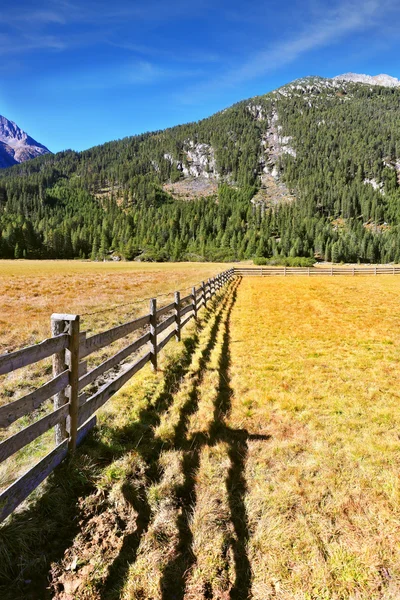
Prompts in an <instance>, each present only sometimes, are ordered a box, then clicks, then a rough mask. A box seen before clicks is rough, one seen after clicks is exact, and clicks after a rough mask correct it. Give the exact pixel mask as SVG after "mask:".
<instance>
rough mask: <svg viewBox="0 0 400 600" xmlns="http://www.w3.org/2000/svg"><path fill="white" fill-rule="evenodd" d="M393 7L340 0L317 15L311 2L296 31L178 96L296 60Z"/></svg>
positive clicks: (360, 29) (228, 81)
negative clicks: (219, 74)
mask: <svg viewBox="0 0 400 600" xmlns="http://www.w3.org/2000/svg"><path fill="white" fill-rule="evenodd" d="M325 6H326V5H325ZM317 8H318V7H317ZM396 8H397V3H396V2H395V0H383V1H382V0H366V1H365V2H363V1H361V0H355V1H352V2H346V1H343V0H342V2H341V3H340V4H338V5H337V6H336V7H334V8H331V9H330V10H329V11H328V12H326V11H325V14H323V15H321V12H322V11H321V10H316V6H315V5H314V7H313V9H314V12H313V15H312V17H313V18H312V19H310V18H308V20H307V22H306V23H304V22H303V23H299V24H298V27H297V31H296V30H294V31H293V30H292V31H291V34H290V37H288V36H286V39H284V40H282V41H279V42H275V43H274V44H271V45H269V46H268V47H266V48H265V49H263V50H258V51H256V52H255V53H254V54H253V55H252V56H251V57H250V58H249V59H247V60H245V61H244V62H242V64H240V65H239V66H235V67H232V68H228V69H227V70H226V71H225V72H224V73H221V74H220V75H219V76H218V78H216V79H212V80H209V81H207V82H204V83H202V84H199V85H198V86H196V87H195V88H191V89H190V90H188V93H187V94H185V95H184V96H181V99H182V98H183V99H184V98H186V99H187V100H189V102H190V100H191V98H192V99H193V97H194V96H196V95H198V94H201V93H202V92H209V91H210V90H221V89H223V88H229V87H233V86H237V85H238V84H241V83H244V82H246V81H249V80H253V79H257V78H258V77H262V76H264V75H266V74H268V73H270V72H272V71H276V70H278V69H280V68H282V67H284V66H286V65H288V64H289V63H292V62H294V61H296V60H297V59H299V58H301V57H302V56H303V55H305V54H307V53H308V52H312V51H313V50H318V49H319V48H323V47H325V46H329V45H331V44H334V43H337V42H339V41H341V40H343V39H344V38H345V37H346V36H348V35H351V34H355V33H357V32H360V31H363V30H366V29H368V28H378V27H379V26H380V24H381V22H382V19H385V18H387V15H388V13H389V12H390V11H392V10H396ZM320 9H321V7H320Z"/></svg>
● ● ● ● ●
■ **Work instructions**: Omit the pictures and reproduce the listing exactly.

■ **Reply**:
Prompts in an <instance>, each present only sometimes, are ordered a box, then clicks, then a rough mask. A box seen before clicks is rough, one seen after clicks is exact, and clicks after a rough mask correct it. Give the exact pixel mask as SVG after "mask:".
<instance>
rough mask: <svg viewBox="0 0 400 600" xmlns="http://www.w3.org/2000/svg"><path fill="white" fill-rule="evenodd" d="M393 7L340 0L317 15L311 2L296 31L178 96L296 60Z"/></svg>
positive clicks: (360, 29) (228, 81)
negative clicks: (219, 74)
mask: <svg viewBox="0 0 400 600" xmlns="http://www.w3.org/2000/svg"><path fill="white" fill-rule="evenodd" d="M325 6H326V5H325ZM317 8H318V7H317ZM396 8H397V3H396V2H395V0H383V1H382V0H366V1H365V2H363V1H361V0H355V1H352V2H346V1H343V0H342V2H341V3H340V4H338V5H337V6H336V7H334V8H331V9H330V10H329V11H328V12H326V11H325V14H323V15H321V12H322V11H321V10H316V6H315V5H314V7H313V9H314V12H313V15H312V17H313V18H312V19H310V18H308V20H307V22H306V23H304V22H303V23H299V24H298V27H297V31H296V30H294V31H293V30H292V31H291V34H290V37H288V36H286V39H284V40H282V41H279V42H275V43H274V44H271V45H269V46H268V47H266V48H265V49H263V50H258V51H256V52H255V53H254V54H253V55H252V56H251V57H250V58H249V59H247V60H245V61H244V62H242V64H240V65H239V66H235V67H232V68H228V69H227V70H226V71H225V72H224V73H221V74H220V75H219V76H218V78H216V79H212V80H209V81H207V82H204V83H202V84H199V85H198V86H196V87H195V88H191V89H190V90H188V93H187V94H185V95H184V96H181V99H182V98H183V99H184V98H186V99H187V100H189V102H190V100H191V98H192V99H193V97H194V96H196V95H198V94H201V93H202V92H209V91H210V90H221V89H223V88H229V87H233V86H237V85H238V84H241V83H244V82H246V81H249V80H253V79H257V78H258V77H262V76H264V75H266V74H268V73H270V72H272V71H276V70H278V69H280V68H282V67H284V66H286V65H288V64H289V63H292V62H294V61H296V60H297V59H299V58H301V57H302V56H303V55H305V54H307V53H308V52H312V51H313V50H318V49H319V48H323V47H325V46H329V45H331V44H334V43H337V42H339V41H341V40H343V39H344V38H345V37H346V36H348V35H351V34H355V33H357V32H360V31H363V30H366V29H368V28H378V27H379V26H380V24H381V22H382V19H385V18H387V15H388V13H389V12H390V11H392V10H396ZM320 9H321V7H320Z"/></svg>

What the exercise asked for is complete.